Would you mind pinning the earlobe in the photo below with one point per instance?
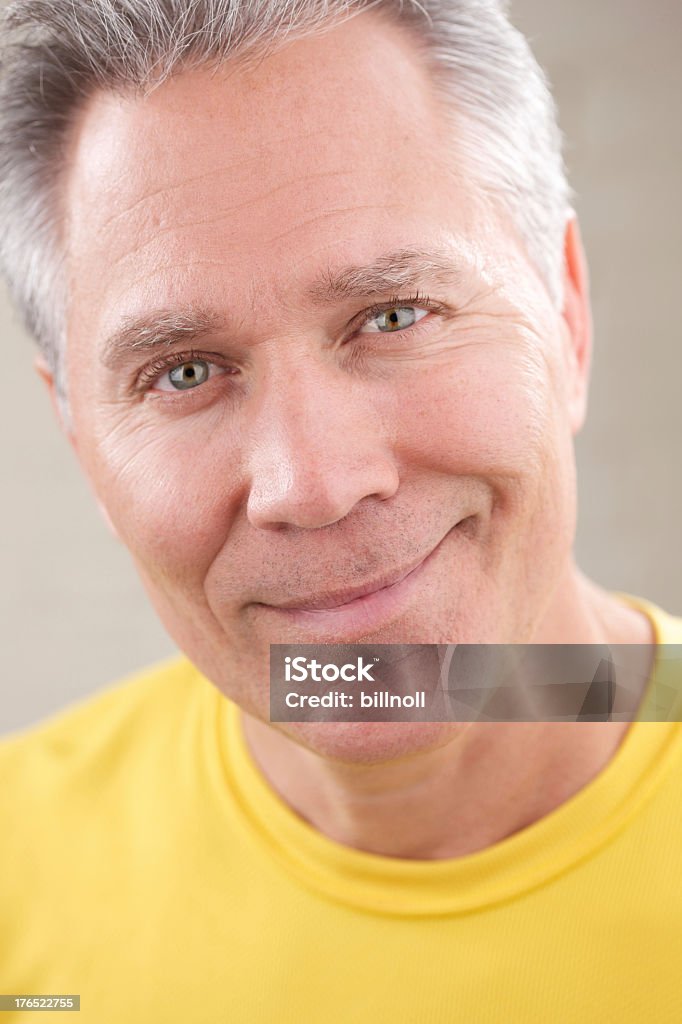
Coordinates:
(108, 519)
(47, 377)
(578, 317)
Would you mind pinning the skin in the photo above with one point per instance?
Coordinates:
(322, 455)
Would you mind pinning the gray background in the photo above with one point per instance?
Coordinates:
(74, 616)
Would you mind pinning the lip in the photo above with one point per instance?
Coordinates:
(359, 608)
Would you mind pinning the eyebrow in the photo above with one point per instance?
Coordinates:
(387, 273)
* * *
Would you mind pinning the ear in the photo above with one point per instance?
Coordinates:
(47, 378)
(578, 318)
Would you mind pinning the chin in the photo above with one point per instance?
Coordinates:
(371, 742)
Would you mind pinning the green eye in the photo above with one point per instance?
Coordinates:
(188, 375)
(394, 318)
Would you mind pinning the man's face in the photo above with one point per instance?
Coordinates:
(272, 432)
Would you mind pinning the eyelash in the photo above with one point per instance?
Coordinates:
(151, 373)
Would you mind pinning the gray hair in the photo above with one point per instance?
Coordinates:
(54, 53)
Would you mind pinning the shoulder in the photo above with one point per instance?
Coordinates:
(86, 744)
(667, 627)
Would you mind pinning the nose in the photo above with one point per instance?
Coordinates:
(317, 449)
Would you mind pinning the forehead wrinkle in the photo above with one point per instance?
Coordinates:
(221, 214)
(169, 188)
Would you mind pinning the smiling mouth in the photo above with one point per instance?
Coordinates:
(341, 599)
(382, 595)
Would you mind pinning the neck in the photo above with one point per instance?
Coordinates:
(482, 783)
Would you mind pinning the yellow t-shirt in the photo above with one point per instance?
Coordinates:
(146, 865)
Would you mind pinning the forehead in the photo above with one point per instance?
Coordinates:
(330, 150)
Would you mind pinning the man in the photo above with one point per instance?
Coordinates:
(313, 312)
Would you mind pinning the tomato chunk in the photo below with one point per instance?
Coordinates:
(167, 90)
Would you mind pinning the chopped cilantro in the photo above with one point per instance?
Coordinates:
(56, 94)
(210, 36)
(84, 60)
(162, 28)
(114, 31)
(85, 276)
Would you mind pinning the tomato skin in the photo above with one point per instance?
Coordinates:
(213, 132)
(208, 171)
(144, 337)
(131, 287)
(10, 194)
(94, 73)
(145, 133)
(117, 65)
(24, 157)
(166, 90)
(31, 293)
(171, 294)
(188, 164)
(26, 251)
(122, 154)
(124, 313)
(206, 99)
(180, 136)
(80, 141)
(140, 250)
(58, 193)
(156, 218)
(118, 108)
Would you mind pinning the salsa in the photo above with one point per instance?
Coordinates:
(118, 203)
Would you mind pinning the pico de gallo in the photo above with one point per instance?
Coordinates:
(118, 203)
==
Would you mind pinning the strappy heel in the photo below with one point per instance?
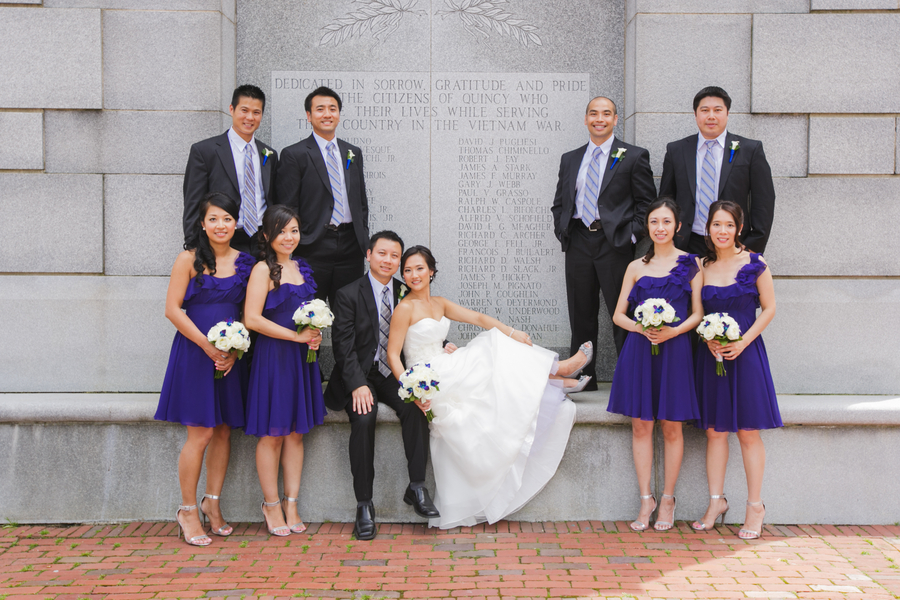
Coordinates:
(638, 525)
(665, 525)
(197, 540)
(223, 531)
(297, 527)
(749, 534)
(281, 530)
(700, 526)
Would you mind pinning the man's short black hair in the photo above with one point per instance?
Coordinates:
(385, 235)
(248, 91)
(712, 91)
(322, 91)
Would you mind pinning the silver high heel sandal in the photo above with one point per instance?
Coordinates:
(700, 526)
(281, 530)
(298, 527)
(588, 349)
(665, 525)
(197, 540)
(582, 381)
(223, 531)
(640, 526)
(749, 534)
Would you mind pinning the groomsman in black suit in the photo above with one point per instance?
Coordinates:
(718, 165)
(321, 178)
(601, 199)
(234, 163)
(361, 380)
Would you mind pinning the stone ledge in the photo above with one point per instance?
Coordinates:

--- Direction ---
Extract every line from the items above that contains the word "black".

--- Answer to the exercise ---
Would you mind pinning the man's short black hair in the photo above with one point per instance?
Would you mind pinning the groomsman in black suit in the photo above with one point per instance?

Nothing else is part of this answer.